WHAT YOU HAVE TO DO — Print everything in the pull request on spoofed image MIME payloads from "What changed: image" down to "JPEG normalization path.", unchanged.

SELECTED EXCERPT —
Media: reject spoofed input_image MIME payloads by vincentkoc · Pull Request #38289 · openclaw/openclaw

vincentkoc · 2026-03-06T19:33:30Z

Summary

Problem: normalizeInputImage trusted caller-declared non-HEIC image MIME types before the allowlist check, so a request could claim image/png while supplying concrete non-image bytes.
Why it matters: that let spoofed input_image payloads bypass the intended image MIME validation boundary on Gateway HTTP APIs.
What changed: image inputs now sniff bytes again before allowlist enforcement, reject concrete non-image detections for declared image/* payloads, and still keep HEIC/HEIF normalization scoped to actual HEIC inputs.
What did NOT change (scope boundary): this does not expand accepted MIME types, relax URL fetching policy, or change the existing HEIC -> JPEG normalization path.

Change Type (select all)

Scope (select all touched areas)

Linked Issue/PR

Closes #
Related Gateway: normalize HEIC input_image sources #38122
Related Gateway: follow up HEIC input image handling #38146

User-visible / Behavior Changes

Gateway input_image requests now reject spoofed non-image payloads even when the request declares an allowed image MIME type.

Security Impact (required)

New permissions/capabilities? (Yes/No) No
Secrets/tokens handling changed? (Yes/No) No
New/changed network calls? (Yes/No) No
Command/tool execution surface changed? (Yes/No) No
Data access scope changed? (Yes/No) No
If any Yes, explain risk + mitigation:

Repro + Verification

Environment

OS: macOS
Runtime/container: Node 22 / pnpm workspace
Model/provider: n/a
Integration/channel (if any): Gateway HTTP APIs
Relevant config (redacted): defaults

Steps

Send an input_image base64 or URL request that declares image/png.

INFORMATION SHOWN —
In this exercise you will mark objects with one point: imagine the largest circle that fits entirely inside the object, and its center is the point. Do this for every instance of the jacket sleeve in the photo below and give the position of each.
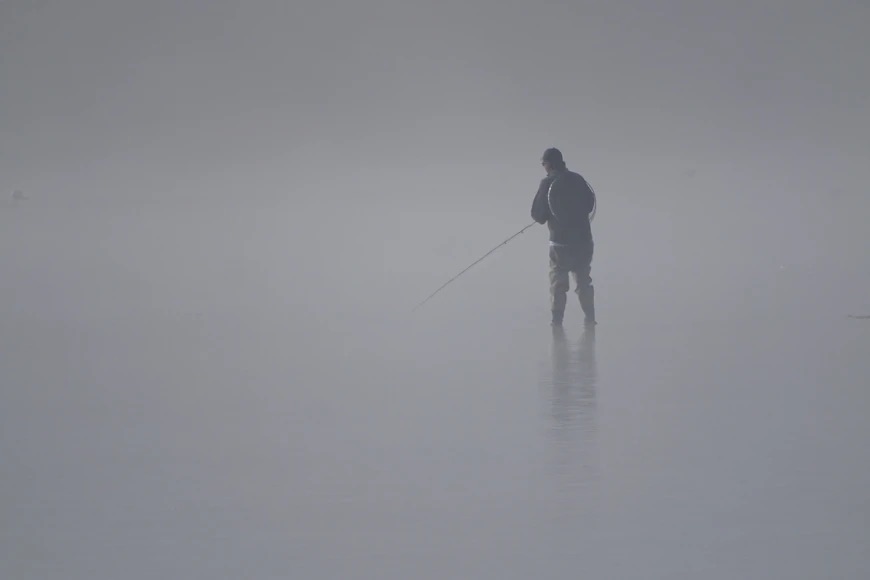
(588, 198)
(540, 207)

TASK RESULT —
What changed: image inputs now sniff bytes again before allowlist enforcement, reject concrete non-image detections for declared image/* payloads, and still keep HEIC/HEIF normalization scoped to actual HEIC inputs.
What did NOT change (scope boundary): this does not expand accepted MIME types, relax URL fetching policy, or change the existing HEIC -> JPEG normalization path.